*WORK TO COMPLETE*
Can you show every line of the listing below that contains the string "fireplace"? Case counts, so copy only lines where it appears with that exact capitalization.

*WORKING DATA*
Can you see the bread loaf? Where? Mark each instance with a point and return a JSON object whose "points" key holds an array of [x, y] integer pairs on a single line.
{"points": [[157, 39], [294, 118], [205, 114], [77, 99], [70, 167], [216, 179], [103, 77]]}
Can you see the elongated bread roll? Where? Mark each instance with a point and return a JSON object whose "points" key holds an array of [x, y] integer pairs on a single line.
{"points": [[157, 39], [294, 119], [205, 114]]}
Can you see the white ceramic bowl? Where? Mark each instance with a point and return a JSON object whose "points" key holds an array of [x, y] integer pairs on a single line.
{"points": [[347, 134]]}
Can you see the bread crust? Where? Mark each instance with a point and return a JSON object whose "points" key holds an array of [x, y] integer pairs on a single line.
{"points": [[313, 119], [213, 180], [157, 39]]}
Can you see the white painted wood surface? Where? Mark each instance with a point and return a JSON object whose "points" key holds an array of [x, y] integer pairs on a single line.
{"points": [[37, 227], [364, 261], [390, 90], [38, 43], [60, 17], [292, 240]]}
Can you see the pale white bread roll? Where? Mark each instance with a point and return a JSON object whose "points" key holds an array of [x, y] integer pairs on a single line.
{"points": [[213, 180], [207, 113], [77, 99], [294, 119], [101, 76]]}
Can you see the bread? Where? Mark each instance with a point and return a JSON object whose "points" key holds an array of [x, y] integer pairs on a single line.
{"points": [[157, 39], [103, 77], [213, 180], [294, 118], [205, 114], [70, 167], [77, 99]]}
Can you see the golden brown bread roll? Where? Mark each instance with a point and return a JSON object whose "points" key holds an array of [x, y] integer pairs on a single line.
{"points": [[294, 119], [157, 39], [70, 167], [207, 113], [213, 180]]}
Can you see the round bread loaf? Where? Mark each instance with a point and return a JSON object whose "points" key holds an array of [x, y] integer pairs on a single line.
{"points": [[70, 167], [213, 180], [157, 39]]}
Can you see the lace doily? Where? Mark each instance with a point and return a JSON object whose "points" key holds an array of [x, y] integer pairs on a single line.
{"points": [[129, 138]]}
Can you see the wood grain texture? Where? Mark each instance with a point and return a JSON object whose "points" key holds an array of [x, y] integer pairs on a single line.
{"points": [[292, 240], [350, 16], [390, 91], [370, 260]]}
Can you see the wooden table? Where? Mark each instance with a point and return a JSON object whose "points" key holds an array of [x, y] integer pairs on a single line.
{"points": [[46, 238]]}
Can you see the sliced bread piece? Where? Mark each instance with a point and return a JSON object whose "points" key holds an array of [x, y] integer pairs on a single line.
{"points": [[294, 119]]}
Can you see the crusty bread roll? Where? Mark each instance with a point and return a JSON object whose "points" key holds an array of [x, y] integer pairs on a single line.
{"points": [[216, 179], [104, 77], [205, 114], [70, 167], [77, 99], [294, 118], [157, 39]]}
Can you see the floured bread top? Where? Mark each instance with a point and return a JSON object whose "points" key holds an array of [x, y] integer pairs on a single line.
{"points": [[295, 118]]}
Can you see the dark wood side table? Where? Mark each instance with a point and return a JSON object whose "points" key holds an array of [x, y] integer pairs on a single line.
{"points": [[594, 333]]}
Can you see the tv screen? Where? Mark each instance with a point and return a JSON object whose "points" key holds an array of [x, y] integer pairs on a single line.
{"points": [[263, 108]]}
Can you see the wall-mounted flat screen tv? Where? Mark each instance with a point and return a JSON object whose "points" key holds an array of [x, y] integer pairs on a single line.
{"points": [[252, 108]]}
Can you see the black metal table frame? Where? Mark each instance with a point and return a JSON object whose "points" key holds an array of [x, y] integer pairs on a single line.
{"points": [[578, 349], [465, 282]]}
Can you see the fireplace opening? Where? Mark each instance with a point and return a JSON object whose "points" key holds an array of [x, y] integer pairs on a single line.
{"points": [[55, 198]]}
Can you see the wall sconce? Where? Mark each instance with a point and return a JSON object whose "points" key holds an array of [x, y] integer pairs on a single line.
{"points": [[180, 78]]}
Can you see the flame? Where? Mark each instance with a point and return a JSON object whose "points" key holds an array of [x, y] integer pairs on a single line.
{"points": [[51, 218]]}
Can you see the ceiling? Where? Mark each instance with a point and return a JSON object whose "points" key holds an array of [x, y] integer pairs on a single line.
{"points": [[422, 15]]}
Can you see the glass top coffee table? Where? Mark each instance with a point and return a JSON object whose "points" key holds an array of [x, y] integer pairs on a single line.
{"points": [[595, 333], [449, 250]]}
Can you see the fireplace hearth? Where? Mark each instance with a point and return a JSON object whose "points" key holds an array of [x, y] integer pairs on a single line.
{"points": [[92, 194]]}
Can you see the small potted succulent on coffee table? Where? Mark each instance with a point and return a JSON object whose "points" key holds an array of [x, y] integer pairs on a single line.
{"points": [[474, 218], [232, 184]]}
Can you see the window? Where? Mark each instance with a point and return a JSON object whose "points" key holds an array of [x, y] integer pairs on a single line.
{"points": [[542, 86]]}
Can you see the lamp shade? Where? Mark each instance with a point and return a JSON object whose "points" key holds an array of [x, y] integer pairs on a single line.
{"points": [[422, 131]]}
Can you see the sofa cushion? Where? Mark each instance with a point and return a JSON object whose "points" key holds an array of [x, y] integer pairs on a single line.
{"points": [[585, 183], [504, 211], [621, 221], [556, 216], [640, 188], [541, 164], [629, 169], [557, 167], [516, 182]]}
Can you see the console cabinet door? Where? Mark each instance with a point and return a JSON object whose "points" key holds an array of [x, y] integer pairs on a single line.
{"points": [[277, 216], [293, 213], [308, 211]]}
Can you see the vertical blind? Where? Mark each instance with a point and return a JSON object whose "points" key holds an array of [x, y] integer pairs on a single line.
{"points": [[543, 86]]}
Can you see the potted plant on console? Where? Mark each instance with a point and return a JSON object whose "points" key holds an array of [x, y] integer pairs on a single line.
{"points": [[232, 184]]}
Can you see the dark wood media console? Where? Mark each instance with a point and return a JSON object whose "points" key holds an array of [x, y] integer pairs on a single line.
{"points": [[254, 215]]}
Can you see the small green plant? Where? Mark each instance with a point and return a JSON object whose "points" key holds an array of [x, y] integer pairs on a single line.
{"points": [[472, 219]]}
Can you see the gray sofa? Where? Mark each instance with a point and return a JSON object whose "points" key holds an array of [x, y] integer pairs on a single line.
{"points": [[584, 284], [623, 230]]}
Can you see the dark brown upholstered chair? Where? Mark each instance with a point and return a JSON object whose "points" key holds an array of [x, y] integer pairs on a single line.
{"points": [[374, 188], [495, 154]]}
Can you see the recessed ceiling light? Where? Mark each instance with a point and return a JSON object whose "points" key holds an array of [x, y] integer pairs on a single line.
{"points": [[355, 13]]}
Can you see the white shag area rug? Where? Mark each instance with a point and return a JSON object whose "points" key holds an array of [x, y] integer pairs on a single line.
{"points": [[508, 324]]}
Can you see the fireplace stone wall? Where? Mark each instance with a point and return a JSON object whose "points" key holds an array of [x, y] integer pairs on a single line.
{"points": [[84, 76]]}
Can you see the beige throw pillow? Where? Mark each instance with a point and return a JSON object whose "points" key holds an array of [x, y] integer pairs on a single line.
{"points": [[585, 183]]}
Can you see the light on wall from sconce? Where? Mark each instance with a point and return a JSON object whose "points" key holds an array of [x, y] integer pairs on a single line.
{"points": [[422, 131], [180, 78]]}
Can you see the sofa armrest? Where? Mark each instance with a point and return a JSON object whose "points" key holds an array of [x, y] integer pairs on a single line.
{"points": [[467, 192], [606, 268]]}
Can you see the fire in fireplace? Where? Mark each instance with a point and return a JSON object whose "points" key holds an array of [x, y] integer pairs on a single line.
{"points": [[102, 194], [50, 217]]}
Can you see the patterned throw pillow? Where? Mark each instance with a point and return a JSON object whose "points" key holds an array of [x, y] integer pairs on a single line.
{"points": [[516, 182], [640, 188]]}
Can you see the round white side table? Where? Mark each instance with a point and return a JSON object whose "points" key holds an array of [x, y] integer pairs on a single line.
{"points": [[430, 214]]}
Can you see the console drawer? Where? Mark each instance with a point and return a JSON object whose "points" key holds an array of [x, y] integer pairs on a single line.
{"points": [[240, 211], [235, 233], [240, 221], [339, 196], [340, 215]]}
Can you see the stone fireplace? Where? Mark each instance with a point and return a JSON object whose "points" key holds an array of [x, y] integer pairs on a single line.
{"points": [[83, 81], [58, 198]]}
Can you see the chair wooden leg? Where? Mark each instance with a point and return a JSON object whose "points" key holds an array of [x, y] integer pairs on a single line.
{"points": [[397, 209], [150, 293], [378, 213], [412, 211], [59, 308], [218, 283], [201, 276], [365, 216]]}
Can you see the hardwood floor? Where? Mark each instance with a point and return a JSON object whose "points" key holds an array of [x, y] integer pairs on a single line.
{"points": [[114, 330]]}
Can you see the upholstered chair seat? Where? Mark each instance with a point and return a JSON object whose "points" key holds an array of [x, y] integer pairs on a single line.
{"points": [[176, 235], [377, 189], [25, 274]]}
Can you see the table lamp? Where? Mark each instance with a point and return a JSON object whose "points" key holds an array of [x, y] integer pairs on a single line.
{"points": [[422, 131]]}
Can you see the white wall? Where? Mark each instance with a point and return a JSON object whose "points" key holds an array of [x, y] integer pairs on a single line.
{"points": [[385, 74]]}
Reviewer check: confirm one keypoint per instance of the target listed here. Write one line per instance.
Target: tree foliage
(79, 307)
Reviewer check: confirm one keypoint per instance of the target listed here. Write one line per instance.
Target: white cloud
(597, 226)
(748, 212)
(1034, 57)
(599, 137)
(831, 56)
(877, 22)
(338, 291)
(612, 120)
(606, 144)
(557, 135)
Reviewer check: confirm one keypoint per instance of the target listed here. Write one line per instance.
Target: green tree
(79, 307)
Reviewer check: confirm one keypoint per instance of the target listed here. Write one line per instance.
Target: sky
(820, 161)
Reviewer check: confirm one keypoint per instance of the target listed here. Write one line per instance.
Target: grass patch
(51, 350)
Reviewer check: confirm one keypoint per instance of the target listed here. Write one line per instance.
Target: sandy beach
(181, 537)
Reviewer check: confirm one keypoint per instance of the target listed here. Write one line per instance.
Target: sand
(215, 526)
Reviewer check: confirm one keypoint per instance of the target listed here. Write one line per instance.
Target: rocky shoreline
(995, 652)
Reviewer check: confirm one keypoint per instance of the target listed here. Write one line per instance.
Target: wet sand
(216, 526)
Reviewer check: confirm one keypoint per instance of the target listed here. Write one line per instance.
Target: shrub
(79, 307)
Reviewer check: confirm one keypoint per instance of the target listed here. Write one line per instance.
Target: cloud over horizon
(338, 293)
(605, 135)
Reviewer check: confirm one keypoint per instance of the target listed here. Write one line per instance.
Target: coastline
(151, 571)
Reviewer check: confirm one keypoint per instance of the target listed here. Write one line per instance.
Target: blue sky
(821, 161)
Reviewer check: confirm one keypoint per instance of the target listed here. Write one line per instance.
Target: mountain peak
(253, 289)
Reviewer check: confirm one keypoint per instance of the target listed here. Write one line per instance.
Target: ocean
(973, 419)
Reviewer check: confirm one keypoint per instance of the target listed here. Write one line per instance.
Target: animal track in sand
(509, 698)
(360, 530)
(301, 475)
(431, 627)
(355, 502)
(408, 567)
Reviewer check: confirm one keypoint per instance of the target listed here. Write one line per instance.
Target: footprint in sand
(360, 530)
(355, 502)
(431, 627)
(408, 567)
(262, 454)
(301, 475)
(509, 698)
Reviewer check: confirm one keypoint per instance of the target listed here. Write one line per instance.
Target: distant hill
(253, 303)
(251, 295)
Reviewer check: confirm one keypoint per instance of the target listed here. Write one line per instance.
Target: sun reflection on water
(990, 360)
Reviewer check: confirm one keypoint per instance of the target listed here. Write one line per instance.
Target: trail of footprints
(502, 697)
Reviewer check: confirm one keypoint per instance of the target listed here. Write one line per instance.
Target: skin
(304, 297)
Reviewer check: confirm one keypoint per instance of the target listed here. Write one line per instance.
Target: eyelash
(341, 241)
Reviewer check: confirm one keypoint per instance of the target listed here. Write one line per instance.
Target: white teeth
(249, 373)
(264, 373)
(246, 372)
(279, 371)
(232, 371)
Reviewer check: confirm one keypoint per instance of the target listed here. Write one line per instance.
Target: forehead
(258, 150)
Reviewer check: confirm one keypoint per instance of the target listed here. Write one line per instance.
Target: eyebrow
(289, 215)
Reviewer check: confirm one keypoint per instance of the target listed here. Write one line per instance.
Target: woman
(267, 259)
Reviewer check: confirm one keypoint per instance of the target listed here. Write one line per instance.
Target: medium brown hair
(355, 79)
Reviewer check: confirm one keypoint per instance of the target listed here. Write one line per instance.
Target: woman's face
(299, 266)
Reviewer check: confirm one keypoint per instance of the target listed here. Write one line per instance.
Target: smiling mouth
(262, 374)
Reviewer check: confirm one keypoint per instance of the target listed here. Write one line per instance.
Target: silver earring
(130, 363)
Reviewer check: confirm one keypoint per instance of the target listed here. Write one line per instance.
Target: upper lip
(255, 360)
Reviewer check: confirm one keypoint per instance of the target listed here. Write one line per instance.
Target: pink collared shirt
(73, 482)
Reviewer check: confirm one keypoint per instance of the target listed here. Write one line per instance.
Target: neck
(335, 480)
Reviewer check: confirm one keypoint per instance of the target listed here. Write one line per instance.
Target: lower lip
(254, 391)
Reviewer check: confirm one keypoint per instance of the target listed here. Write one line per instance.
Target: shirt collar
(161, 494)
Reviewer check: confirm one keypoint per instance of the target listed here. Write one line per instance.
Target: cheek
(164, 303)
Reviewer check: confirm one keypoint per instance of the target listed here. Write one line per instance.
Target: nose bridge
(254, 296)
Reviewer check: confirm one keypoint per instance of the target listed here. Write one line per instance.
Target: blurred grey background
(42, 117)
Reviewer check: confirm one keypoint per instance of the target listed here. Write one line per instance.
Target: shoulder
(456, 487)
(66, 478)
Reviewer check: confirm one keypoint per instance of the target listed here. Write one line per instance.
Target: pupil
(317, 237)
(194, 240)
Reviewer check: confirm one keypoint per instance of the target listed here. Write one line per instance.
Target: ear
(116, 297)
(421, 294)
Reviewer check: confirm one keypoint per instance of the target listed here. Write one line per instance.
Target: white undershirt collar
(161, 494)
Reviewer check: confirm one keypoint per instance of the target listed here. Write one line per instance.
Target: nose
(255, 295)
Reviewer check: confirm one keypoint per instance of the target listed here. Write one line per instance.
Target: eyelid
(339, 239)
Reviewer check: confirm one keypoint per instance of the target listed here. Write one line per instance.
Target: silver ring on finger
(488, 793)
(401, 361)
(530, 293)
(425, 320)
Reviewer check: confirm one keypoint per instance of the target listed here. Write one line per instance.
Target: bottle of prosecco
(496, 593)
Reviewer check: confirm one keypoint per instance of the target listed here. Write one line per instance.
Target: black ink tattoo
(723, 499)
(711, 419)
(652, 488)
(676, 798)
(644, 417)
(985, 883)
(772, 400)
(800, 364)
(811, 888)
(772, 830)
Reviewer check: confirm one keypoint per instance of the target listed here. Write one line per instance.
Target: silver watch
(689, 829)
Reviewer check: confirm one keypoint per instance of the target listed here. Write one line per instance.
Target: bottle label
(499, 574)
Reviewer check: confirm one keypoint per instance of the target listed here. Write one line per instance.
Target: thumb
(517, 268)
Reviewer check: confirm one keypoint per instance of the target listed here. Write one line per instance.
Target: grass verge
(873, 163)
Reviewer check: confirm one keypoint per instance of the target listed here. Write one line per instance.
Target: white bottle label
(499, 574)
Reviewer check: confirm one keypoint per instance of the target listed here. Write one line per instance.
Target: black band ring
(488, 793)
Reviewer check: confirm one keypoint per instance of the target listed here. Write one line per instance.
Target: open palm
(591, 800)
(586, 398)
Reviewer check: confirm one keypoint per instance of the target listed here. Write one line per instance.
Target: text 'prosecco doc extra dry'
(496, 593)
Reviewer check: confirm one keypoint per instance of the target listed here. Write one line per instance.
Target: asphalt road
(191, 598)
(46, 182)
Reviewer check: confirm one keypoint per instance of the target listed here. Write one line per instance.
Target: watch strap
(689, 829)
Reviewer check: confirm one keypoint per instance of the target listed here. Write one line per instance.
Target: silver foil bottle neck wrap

*CORRECT OUTPUT*
Can you see the fireplace opening? Where? Mark each instance with a point and return a JSON object whose "points" key holds an array of [x, y] integer pairs on a single line.
Can you see the fireplace hearth? Where? Mark each instance with a point and return a JSON object whose "points" key holds an array of [x, y] integer pairs on a single line.
Can you see the fireplace stone wall? Where? Mark each instance with a point and return a JSON object whose "points" key holds an array of [x, y] integer pairs on a single line.
Can you see the fire in fireplace? Where? Mark each instance with a point and return a JSON object whose "points" key holds an array of [x, y] integer pairs on a single line.
Can you see the stone fireplace? Where? Mark each instance with a point and return a JSON object whose "points" key holds an array of [x, y] integer pairs on a single line.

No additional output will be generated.